What is required: Present every line of the listing below as a numbered list, leaving out blank lines and the pictures.

Data entries:
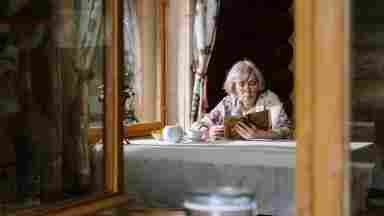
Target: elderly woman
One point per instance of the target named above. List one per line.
(246, 91)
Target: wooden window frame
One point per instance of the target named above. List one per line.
(144, 129)
(112, 130)
(321, 89)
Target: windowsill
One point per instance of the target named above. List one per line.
(280, 144)
(274, 153)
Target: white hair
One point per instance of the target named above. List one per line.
(239, 71)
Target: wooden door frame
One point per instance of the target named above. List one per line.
(321, 89)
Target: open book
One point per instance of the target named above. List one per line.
(261, 120)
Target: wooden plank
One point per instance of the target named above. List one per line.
(112, 105)
(322, 114)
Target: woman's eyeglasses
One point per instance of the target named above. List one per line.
(250, 83)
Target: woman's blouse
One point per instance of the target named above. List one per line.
(231, 106)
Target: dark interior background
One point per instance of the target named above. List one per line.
(258, 30)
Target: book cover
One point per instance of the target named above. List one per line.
(261, 120)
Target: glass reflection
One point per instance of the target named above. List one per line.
(51, 65)
(141, 61)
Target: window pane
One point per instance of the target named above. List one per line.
(141, 60)
(51, 106)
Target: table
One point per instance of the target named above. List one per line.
(160, 175)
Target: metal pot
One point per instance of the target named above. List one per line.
(223, 201)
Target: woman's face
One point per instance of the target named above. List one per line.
(247, 87)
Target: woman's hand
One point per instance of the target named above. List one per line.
(249, 131)
(216, 131)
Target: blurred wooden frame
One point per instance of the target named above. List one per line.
(321, 90)
(112, 131)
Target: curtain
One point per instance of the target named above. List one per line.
(204, 30)
(79, 68)
(132, 88)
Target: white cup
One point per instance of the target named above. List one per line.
(172, 133)
(193, 134)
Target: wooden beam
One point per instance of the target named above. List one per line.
(321, 112)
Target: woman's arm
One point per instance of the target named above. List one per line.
(212, 124)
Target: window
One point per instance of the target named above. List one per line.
(53, 56)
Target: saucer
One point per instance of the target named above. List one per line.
(193, 139)
(162, 141)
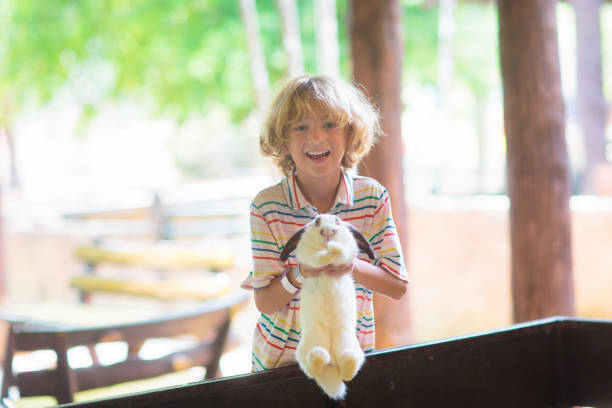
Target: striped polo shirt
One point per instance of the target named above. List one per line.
(279, 211)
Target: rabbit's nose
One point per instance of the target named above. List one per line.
(328, 232)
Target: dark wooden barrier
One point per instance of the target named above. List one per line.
(557, 362)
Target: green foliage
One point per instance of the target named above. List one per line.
(182, 56)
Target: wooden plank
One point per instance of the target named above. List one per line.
(208, 314)
(44, 382)
(556, 362)
(587, 362)
(212, 254)
(203, 287)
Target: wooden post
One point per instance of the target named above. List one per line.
(538, 180)
(376, 48)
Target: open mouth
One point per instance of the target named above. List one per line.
(318, 155)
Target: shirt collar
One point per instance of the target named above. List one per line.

Written reply:
1. Target: elderly woman
2. One point per instance of the target named above. List one per line.
3. (246, 91)
4. Target: wooden window frame
5. One point per instance of the target named above. List one per line.
6. (144, 129)
7. (112, 130)
8. (321, 89)
9. Target: windowsill
10. One point per instance of the target named above. List one per line.
11. (280, 144)
12. (274, 153)
13. Target: white hair
14. One point per instance of the target named above. List one per line.
15. (239, 71)
16. Target: wooden door frame
17. One point per instance of the target named above. List one per line.
18. (321, 89)
19. Target: open book
20. One point per instance of the target named above. List one per line.
21. (261, 120)
22. Target: wooden plank
23. One point per instance of the target named above. List one per line.
24. (112, 105)
25. (322, 114)
26. Target: woman's eyeglasses
27. One point per instance of the target named above. List one per line.
28. (250, 83)
29. Target: woman's blouse
30. One point per instance of the target named above. List one per line.
31. (231, 106)
32. Target: dark interior background
33. One point per instance of the target named above. List one per line.
34. (258, 30)
35. Target: book cover
36. One point per instance of the target named above. List one per line.
37. (261, 120)
38. Target: glass reflection
39. One point per instance of the target named above. List one per line.
40. (51, 65)
41. (141, 61)
42. Target: window pane
43. One point per instance of the target named above. List one per line.
44. (141, 60)
45. (51, 106)
46. Target: table
47. One point per instance of the target named above. List one per line.
48. (160, 175)
49. Target: metal pot
50. One point per instance of the target named above. List one per line.
51. (223, 201)
52. Target: woman's face
53. One point per instance of the target named above. List one per line.
54. (247, 87)
55. Target: woman's hand
56. One point per instance of the target named above. List one per line.
57. (249, 131)
58. (216, 131)
59. Target: blurred wooden frame
60. One point per instance of the target named above. List one per line.
61. (321, 90)
62. (112, 131)
63. Target: curtain
64. One point per instance of the target named above. List one per line.
65. (204, 30)
66. (79, 68)
67. (132, 88)
68. Target: white cup
69. One point per instance of the target named above. List one per line.
70. (172, 133)
71. (193, 134)
72. Target: wooden beam
73. One point per instance of the target named above. List one per line.
74. (321, 112)
75. Target: woman's arm
76. One point per instance of the target named above. List one per line.
77. (212, 124)
78. Target: window
79. One point per instance of the target named above. List one per line.
80. (53, 56)
81. Target: saucer
82. One point per instance of the target named above. List one per line.
83. (193, 139)
84. (162, 141)
85. Target: striped polo shirt
86. One point per instance of the target named above. List one per line.
87. (279, 211)
88. Target: rabbit's nose
89. One point per instance of the target named above. List one per line.
90. (328, 232)
91. Target: dark wooden barrier
92. One point per instance of the target named above. List one per line.
93. (557, 362)
94. Target: green foliage
95. One point per instance of the target named above. List one per line.
96. (182, 56)
97. Target: wooden plank
98. One point per instance of the target named above. List one per line.
99. (208, 314)
100. (44, 382)
101. (556, 362)
102. (587, 362)
103. (212, 254)
104. (203, 287)
105. Target: wooden post
106. One point per instance of the target named above. List one per line.
107. (538, 180)
108. (376, 48)
109. Target: open mouth
110. One point per instance of the target named above. List one per line.
111. (318, 155)
112. Target: shirt collar
113. One point per instance of the target named above. List one per line.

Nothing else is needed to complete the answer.